What the task asks:
Count how many lines of the material below contain the string "lichen". Reply with that number alone.
***** Provided entries
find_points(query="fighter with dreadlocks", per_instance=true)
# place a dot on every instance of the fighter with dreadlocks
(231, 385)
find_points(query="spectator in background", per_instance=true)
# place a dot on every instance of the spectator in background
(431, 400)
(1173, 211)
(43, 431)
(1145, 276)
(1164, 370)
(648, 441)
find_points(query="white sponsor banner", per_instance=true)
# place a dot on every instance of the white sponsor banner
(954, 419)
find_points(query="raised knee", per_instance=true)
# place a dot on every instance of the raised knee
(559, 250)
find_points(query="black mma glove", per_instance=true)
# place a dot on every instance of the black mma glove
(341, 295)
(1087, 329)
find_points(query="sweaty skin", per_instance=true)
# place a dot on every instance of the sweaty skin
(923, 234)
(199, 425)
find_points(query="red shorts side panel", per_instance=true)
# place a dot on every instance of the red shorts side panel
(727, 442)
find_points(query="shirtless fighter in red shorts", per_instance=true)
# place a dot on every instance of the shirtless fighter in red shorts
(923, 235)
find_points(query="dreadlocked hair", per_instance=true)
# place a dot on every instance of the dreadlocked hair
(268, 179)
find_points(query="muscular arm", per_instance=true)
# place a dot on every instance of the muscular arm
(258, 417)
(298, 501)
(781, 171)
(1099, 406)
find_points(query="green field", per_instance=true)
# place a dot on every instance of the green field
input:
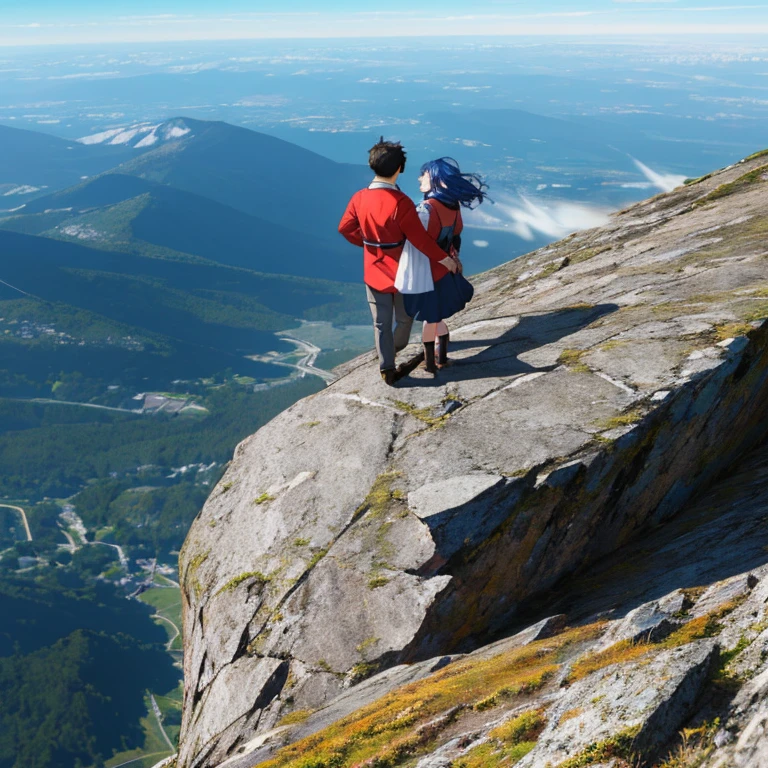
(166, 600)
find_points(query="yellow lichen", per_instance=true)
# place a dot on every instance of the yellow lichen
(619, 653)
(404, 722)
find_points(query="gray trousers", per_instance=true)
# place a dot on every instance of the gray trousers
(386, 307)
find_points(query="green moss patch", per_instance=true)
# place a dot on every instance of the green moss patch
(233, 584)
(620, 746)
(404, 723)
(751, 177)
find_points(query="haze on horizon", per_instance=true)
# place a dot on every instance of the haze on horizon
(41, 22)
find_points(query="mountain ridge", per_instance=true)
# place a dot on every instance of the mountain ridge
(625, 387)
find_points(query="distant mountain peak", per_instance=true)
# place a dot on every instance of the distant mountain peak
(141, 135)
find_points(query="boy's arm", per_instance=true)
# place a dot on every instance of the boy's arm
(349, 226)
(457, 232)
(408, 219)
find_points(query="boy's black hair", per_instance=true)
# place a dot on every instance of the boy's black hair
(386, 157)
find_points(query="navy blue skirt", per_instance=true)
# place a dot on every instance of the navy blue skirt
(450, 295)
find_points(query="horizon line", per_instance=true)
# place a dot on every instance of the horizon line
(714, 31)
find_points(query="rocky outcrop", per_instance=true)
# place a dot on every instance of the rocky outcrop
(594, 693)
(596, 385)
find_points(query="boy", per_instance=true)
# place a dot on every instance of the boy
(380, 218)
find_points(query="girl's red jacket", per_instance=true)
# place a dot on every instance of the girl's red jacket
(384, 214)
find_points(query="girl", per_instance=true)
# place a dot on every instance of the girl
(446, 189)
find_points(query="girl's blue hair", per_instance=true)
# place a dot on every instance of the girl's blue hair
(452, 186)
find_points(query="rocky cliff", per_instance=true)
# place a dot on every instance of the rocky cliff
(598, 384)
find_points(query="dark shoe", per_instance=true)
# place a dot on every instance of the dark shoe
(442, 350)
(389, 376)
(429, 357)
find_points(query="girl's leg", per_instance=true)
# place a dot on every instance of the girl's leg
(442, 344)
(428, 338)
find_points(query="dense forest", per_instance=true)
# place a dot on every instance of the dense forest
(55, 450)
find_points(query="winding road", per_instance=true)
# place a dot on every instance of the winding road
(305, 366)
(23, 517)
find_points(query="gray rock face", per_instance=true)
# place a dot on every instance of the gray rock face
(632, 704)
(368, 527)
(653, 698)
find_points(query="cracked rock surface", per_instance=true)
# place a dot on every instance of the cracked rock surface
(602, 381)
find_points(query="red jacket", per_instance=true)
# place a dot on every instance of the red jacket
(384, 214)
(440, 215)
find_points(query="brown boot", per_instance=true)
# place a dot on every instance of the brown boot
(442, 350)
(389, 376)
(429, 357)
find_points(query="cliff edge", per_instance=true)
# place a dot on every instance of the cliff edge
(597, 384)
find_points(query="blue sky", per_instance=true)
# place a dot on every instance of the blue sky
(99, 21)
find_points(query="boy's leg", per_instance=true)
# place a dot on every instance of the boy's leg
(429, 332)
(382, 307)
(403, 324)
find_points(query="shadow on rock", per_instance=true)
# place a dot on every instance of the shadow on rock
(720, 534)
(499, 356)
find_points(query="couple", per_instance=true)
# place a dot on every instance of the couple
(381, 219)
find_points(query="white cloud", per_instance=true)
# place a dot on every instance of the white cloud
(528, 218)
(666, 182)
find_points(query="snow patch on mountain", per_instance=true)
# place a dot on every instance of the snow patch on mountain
**********
***** Provided entries
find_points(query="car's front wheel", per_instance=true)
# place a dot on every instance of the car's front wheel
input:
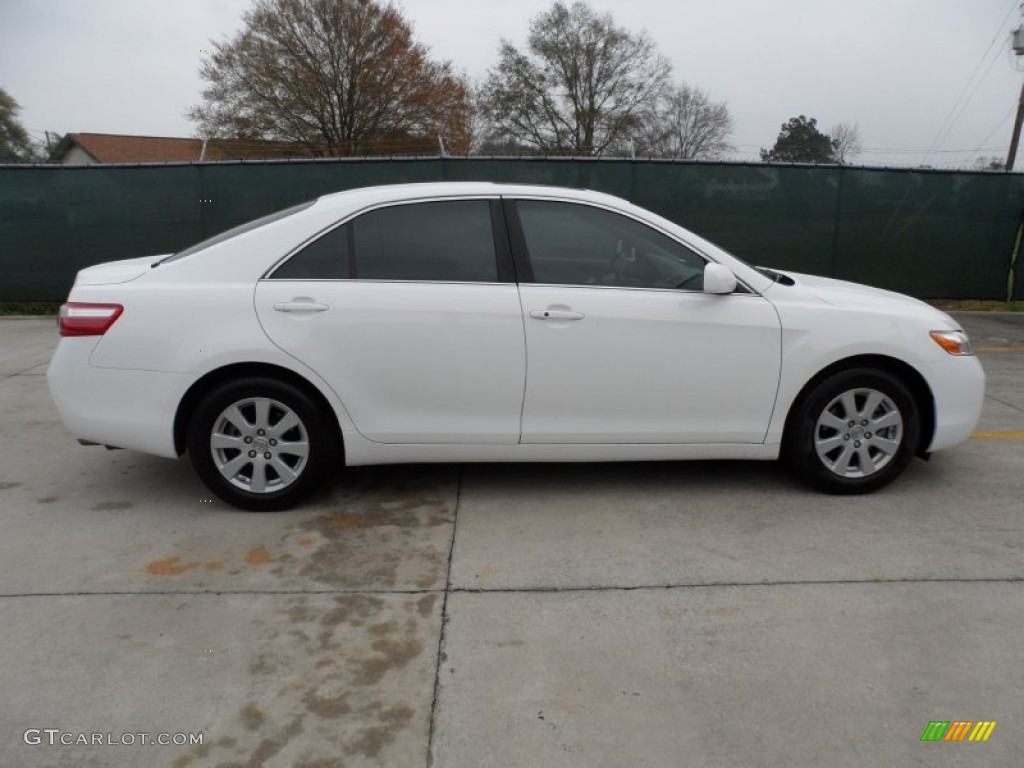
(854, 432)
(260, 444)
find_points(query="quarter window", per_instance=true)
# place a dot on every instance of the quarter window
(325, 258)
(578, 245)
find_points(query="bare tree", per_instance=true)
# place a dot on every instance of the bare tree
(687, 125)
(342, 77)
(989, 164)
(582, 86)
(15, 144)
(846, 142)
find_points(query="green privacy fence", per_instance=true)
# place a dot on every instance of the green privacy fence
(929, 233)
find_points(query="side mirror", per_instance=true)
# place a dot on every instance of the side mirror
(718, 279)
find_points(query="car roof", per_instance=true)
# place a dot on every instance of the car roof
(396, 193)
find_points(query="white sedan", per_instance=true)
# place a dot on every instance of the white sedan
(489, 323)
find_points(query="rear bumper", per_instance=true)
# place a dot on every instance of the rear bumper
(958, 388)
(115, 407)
**********
In response:
2